--- TESTO DA LEGGERE ---

Negli ultimi tempi si stanno diffondendo a macchia d’olio, in tutto il mondo, i concorsi per homebrewers. Anche in Italia stiamo facendo la nostra parte, con concorsi a tappa singola, a tappe combinate, al Sud, al Nord, itineranti, e chi più ne ha più ne metta. Si tratta di competizioni in cui le birre prodotte in casa vengono valutate da una giuria di esperti (in teoria) per eleggere la migliore birra in gara. Per chi fa birra in casa, rappresentano una occasione importante per farsi valere e guadagnare credibilità. Ma non tutti i concorsi sono ben organizzati, anzi: oserei dire che in Italia la maggior parte presenta lacune in uno o più aspetti dell’organizzazione. Avendo partecipato negli ultimi anni a diversi eventi di questo tipo sia come concorrente che come organizzatore, mi sono fatto un’idea di quali siano i principali punti deboli di queste iniziative. Provo a dire la mia.

Img1 - Comunicazione

La giusta comunicazione

La comunicazione rappresenta, ahimè, uno degli aspetti meno curati nei concorsi di homebrewing. Spesso si pensa che una pagina Facebook, aggiornata saltuariamente solo per inondare di spam il web, sia sufficiente per garantire una giusta visibilità a questo tipo di iniziative. A mio avviso, nulla è più lontano dal vero. Non ho niente contro i Social Network, anzi, sono un loro fervido utilizzatore e sostenitore, ma è importante ricordare che in alcuni casi non sono sufficienti per rimpiazzare un sito web. Un concorso (di qualsiasi tipo) ha solitamente un’articolazione complessa: la composizione della giuria, le biografie dei giudici, il dettaglio del regolamento, il form per l’iscrizione, la pubblicazione dei risultati su tabelle che possono essere discretamente lunghe e tanti altri aspetti. Gestire tutto ciò usando esclusivamente una pagina Facebook è difficile e poco efficace.

È indubbio che mettere in piedi un sito richieda un maggiore impegno e tempi più lunghi, ma ripaga molto in termini di usabilità e soprattutto di immagine. Del resto, ormai è diventato molto semplice costruire un sito partendo da un template: WordPress ne ha tantissimi già pronti, gli interventi di personalizzazione si possono limitare alla scelta del logo e dei colori. Una volta creato il sito, Facebook potrà essere usato per il lancio delle news, per la pubblicazione di foto o streaming live e per la comunicazione diretta con i partecipanti. Ma del sito non si può fare a meno.

Altro punto fondamentale: la prontezza nelle risposte. Rispondete, sempre e il più velocemente possibile, a chi vi chiede informazioni via web. Anche una risposta semplice tipo “mail ricevuta, ti ricontatteremo a breve” va bene, purché sia veloce e immediata. Non c’è niente di peggio dell’avere a che fare con una “organizzazione fantasma”.

---

DESCRIZIONE DEL COMPITO. Trascrivi parola per parola il passo del testo sui concorsi per homebrewers da "Negli ultimi tempi" a "dire la mia.".

--- DATI FORNITI ---

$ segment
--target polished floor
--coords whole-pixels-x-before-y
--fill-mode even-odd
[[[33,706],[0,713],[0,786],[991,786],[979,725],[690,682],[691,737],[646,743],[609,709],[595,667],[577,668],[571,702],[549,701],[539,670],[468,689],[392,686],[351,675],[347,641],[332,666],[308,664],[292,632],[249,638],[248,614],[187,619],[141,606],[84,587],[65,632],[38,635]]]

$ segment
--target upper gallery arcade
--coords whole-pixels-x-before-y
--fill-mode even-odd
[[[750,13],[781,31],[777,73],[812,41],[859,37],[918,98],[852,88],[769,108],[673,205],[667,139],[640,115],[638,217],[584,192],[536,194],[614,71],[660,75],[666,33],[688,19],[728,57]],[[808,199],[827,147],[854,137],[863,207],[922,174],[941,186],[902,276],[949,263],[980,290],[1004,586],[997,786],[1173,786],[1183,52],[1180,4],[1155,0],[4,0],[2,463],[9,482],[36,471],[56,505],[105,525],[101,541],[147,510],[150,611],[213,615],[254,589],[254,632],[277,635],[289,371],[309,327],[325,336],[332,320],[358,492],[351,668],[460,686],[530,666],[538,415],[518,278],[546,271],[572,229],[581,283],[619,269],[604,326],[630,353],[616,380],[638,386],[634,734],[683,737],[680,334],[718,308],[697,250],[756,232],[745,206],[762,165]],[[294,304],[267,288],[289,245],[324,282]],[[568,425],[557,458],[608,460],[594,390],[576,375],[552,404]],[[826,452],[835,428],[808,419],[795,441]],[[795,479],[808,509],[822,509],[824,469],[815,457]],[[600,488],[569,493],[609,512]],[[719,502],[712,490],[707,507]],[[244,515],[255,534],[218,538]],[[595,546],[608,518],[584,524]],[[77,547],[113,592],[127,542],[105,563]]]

---

RISPOSTA SCRITTA.
Negli ultimi tempi si stanno diffondendo a macchia d’olio, in tutto il mondo, i concorsi per homebrewers. Anche in Italia stiamo facendo la nostra parte, con concorsi a tappa singola, a tappe combinate, al Sud, al Nord, itineranti, e chi più ne ha più ne metta. Si tratta di competizioni in cui le birre prodotte in casa vengono valutate da una giuria di esperti (in teoria) per eleggere la migliore birra in gara. Per chi fa birra in casa, rappresentano una occasione importante per farsi valere e guadagnare credibilità. Ma non tutti i concorsi sono ben organizzati, anzi: oserei dire che in Italia la maggior parte presenta lacune in uno o più aspetti dell’organizzazione. Avendo partecipato negli ultimi anni a diversi eventi di questo tipo sia come concorrente che come organizzatore, mi sono fatto un’idea di quali siano i principali punti deboli di queste iniziative. Provo a dire la mia.